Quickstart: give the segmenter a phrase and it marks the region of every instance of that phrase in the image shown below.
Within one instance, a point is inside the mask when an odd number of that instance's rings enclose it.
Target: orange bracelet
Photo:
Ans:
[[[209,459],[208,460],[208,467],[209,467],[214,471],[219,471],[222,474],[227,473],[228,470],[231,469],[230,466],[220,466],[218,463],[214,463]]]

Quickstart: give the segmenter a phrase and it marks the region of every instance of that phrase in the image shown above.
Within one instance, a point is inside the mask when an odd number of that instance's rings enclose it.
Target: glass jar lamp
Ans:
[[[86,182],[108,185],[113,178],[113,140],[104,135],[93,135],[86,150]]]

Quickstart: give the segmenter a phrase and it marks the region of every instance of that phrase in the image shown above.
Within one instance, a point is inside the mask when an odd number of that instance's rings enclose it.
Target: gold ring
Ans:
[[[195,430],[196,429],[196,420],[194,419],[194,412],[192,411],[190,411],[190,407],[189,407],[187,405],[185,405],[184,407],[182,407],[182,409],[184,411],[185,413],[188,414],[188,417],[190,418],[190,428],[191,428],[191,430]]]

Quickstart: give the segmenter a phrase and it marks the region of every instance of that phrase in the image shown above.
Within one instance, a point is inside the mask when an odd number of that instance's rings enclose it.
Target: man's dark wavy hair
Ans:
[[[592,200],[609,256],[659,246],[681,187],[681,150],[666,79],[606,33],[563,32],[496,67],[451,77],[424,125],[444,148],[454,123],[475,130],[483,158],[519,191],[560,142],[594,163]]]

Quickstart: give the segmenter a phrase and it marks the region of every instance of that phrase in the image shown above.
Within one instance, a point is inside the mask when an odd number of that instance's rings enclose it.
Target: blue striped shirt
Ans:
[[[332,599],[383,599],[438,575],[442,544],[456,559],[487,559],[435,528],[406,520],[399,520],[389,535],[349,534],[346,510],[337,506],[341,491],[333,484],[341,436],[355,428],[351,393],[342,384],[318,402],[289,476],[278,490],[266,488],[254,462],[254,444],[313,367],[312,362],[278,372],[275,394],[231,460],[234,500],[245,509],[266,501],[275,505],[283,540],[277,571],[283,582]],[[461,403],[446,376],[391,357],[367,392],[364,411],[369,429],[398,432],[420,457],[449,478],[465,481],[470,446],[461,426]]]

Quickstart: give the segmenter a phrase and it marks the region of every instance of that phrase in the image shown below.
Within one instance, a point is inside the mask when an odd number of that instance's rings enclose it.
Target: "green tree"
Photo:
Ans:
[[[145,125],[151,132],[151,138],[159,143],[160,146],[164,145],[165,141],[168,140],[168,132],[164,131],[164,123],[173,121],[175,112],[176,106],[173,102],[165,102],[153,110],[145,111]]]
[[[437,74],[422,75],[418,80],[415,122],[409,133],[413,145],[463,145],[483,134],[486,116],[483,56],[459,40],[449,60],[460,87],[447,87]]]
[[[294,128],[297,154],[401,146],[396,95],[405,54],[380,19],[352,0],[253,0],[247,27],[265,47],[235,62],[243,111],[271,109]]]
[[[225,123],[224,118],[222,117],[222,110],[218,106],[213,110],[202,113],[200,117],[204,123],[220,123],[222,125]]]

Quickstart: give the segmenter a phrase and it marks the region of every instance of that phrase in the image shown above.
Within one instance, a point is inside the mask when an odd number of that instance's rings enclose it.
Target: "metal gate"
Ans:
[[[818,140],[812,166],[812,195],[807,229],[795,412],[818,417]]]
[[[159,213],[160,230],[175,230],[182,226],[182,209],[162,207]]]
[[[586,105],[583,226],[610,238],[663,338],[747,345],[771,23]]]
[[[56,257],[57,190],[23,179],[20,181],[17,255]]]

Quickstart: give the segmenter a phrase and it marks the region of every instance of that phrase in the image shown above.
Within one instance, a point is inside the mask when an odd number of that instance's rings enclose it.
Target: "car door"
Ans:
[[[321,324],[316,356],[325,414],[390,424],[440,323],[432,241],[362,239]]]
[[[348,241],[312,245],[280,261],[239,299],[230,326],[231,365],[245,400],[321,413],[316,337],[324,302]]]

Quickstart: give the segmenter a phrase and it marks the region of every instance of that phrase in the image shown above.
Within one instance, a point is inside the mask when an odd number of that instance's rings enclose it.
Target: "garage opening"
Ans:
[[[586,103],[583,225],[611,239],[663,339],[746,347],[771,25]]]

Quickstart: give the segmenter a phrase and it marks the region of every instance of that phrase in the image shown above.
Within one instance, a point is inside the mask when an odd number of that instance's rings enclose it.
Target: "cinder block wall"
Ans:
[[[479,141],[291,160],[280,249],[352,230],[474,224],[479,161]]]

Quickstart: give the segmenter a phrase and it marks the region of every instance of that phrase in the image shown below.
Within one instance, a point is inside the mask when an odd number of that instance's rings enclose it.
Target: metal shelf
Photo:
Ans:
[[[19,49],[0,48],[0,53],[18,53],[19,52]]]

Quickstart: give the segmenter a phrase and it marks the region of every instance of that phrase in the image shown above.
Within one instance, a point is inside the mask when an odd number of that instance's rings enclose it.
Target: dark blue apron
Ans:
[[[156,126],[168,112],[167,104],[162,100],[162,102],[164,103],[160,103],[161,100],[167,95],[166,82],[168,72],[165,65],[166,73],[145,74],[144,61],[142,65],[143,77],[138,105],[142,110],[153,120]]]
★ ★ ★ ★ ★ ★ ★
> **EXERCISE PROMPT**
Reproduce the whole listing word for word.

> **WORKED SOLUTION**
Quickstart: give the segmenter a phrase and it marks the region of every instance of that phrase in the image shown below.
Within one instance, a point is inside the mask when an odd number of that instance's rings enclose it.
Target: orange bracelet
Photo:
Ans:
[[[209,459],[208,460],[208,467],[209,467],[214,471],[219,471],[222,474],[227,473],[228,470],[231,469],[230,466],[220,466],[218,463],[214,463]]]

Quickstart: give the segmenter a phrase and it marks the region of every instance of that phrase in the image shown above.
Within one instance, a point is inside the mask when an odd number of that instance's rings enclose it.
Target: glass jar lamp
Ans:
[[[86,182],[108,185],[113,178],[113,140],[104,135],[93,135],[86,150]]]

Quickstart: give the segmenter a phrase and it marks the region of every instance of that phrase in the image shown above.
Within one instance, a point is inside the mask when an odd number of that instance's rings enclose it.
Target: gold ring
Ans:
[[[195,430],[196,429],[196,420],[194,419],[194,412],[192,411],[190,411],[190,407],[189,407],[187,405],[185,405],[184,407],[182,407],[182,409],[184,411],[185,413],[188,414],[188,417],[190,418],[190,428],[191,428],[191,430]]]

Quickstart: give the segmenter a phrase and it marks the region of every instance of that phrase in the image shown above.
Within one instance, a point is inside the mask when an odd number of that instance's rings enclose it.
Target: man's dark wavy hair
Ans:
[[[592,200],[609,256],[659,246],[681,187],[681,150],[666,79],[606,33],[563,32],[496,67],[451,77],[424,125],[444,148],[454,123],[475,130],[483,158],[519,191],[560,142],[594,163]]]

Quickstart: give the segmenter a phrase and it marks the region of every instance of that phrase in the image shown above.
Within one instance, a point is inside the mask when an odd number of that instance's rings enclose it.
Target: blue striped shirt
Ans:
[[[332,599],[383,599],[438,575],[442,544],[456,559],[487,559],[435,528],[406,520],[399,520],[389,535],[349,534],[346,510],[337,506],[341,491],[333,484],[341,436],[355,428],[351,393],[342,384],[318,402],[289,476],[278,490],[266,488],[254,462],[254,444],[313,367],[312,362],[278,372],[275,394],[231,460],[234,500],[245,509],[266,501],[275,505],[283,540],[277,571],[283,582]],[[461,403],[446,376],[391,357],[367,392],[364,411],[369,429],[398,432],[420,457],[449,478],[465,481],[470,446],[461,426]]]

Quickstart: give the segmenter a phrase and it marks the region of every instance of that phrase in the image shown below.
Within one instance, a point is inside the mask when an odd number of that instance's rings enclose it.
Target: "green tree"
Photo:
Ans:
[[[145,125],[151,132],[151,138],[159,143],[160,146],[164,145],[165,141],[168,140],[168,132],[164,131],[164,123],[173,121],[175,112],[176,106],[173,102],[165,102],[153,110],[145,111]]]
[[[437,74],[422,75],[418,80],[415,122],[409,133],[413,145],[463,145],[483,134],[486,116],[483,56],[459,40],[449,60],[460,87],[447,87]]]
[[[294,128],[297,154],[401,146],[396,95],[405,54],[380,19],[352,0],[253,0],[247,27],[265,47],[235,62],[243,111],[271,109]]]
[[[225,123],[224,118],[222,117],[222,110],[218,106],[213,110],[202,113],[200,117],[204,123],[220,123],[222,125]]]

Quickstart: give the segmenter a phrase and it marks the region of every instance of that phrase in the image shown above.
Within one instance, a point is inside the mask when an odd number of that instance's rings enclose it.
Target: "metal gate"
Ans:
[[[818,140],[812,166],[812,195],[807,229],[795,412],[818,417]]]
[[[159,213],[160,230],[175,230],[182,226],[182,209],[162,207]]]
[[[586,105],[583,226],[610,238],[663,338],[747,345],[771,23]]]
[[[56,257],[57,190],[23,179],[20,181],[17,255]]]

Quickstart: give the segmenter a phrase and it marks the region of every instance of that phrase in the image shown above.
Within one instance, a point is inside the mask when an odd number of that instance's rings enclose it.
Target: "car door"
Ans:
[[[321,324],[316,356],[325,414],[390,424],[440,323],[432,241],[362,239]]]
[[[348,241],[312,245],[280,261],[239,299],[230,326],[231,365],[245,400],[321,413],[316,337],[324,302]]]

Quickstart: give the segmenter a phrase and it marks the region of every instance of that phrase in the image shown above.
Within one instance, a point is inside the mask when an odd number of that instance's rings enclose it.
Target: "garage opening"
Ans:
[[[586,103],[583,225],[611,239],[663,339],[746,347],[771,25]]]

Quickstart: give the segmenter a phrase and it marks the region of every instance of that phrase in the image shown above.
Within one instance, a point is inside the mask when an odd number of that instance's rings enclose it.
Target: "cinder block wall"
Ans:
[[[479,141],[291,160],[280,249],[352,230],[474,224],[479,161]]]

Quickstart: give the segmenter a phrase and it marks the region of every instance of that phrase in the image shown below.
Within one instance, a point is inside the mask when an odd number of that instance's rings enclose it.
Target: metal shelf
Photo:
Ans:
[[[19,49],[0,48],[0,53],[18,53],[19,52]]]

Quickstart: give the segmenter a phrase and it marks the region of every instance of that phrase in the image shown above.
Within one instance, a point is inside the mask when an odd number of that instance's rings enclose it.
Target: dark blue apron
Ans:
[[[156,126],[168,112],[167,104],[162,100],[162,102],[164,103],[160,103],[161,100],[167,95],[166,82],[168,72],[165,65],[166,73],[145,74],[144,61],[142,65],[143,77],[138,105],[142,110],[153,120]]]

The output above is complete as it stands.